**Entries for pointing at labeled objects:**
==================================================
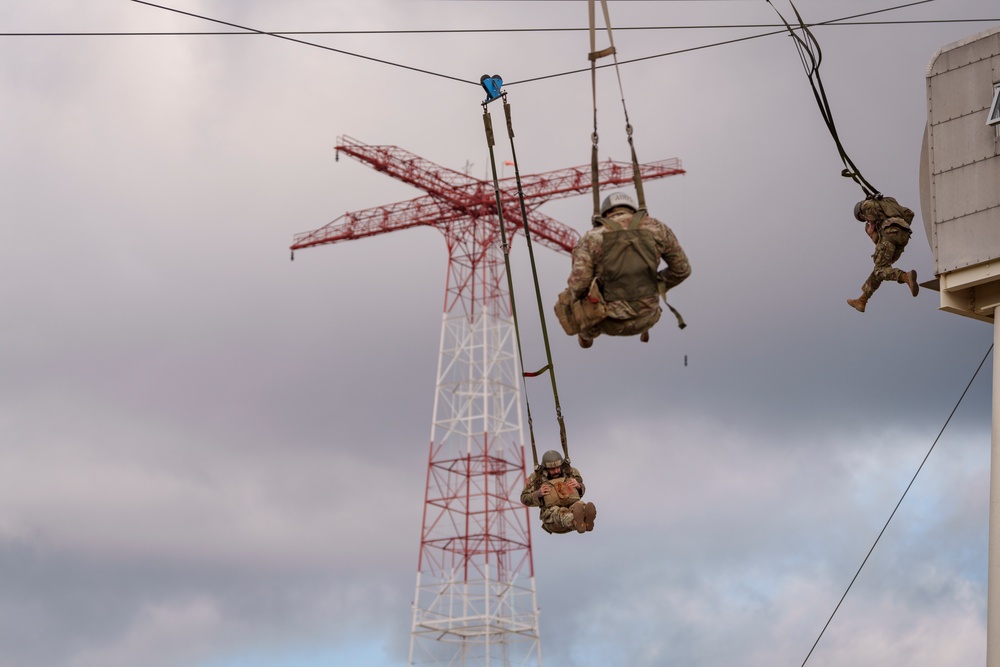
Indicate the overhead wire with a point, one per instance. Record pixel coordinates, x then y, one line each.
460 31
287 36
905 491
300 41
==================================================
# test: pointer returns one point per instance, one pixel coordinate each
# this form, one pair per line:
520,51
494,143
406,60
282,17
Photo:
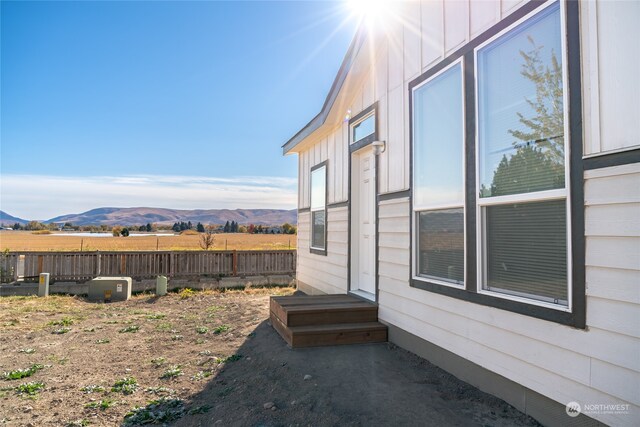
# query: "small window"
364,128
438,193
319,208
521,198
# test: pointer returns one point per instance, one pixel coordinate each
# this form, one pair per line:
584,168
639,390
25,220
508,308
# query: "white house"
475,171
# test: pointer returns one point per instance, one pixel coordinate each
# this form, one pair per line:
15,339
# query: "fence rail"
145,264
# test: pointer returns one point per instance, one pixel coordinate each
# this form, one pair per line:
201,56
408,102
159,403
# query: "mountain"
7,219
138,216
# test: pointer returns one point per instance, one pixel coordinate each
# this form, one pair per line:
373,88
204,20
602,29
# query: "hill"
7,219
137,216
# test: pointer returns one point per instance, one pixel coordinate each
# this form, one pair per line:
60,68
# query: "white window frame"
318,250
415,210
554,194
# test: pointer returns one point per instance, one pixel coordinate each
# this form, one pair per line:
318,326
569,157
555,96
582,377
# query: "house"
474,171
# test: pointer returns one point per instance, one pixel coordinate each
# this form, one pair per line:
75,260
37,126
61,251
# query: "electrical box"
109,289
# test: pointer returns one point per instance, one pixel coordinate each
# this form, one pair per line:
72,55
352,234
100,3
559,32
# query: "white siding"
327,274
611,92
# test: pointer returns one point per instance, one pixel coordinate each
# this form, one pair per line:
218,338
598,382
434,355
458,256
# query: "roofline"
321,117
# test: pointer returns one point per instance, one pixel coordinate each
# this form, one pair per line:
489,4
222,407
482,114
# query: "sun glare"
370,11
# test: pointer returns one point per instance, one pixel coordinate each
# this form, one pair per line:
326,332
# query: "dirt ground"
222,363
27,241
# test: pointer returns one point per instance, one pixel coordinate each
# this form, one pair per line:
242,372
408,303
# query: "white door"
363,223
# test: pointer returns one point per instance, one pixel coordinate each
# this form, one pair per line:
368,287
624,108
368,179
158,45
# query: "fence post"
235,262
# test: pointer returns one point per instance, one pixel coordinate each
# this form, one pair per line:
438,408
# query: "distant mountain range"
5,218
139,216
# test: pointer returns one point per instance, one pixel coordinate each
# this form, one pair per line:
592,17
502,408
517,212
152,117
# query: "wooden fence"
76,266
==================================================
**Aim:** How many lines in the entries above contain the string "mountain"? Reply with the number alone.

**Solution to this problem:** 2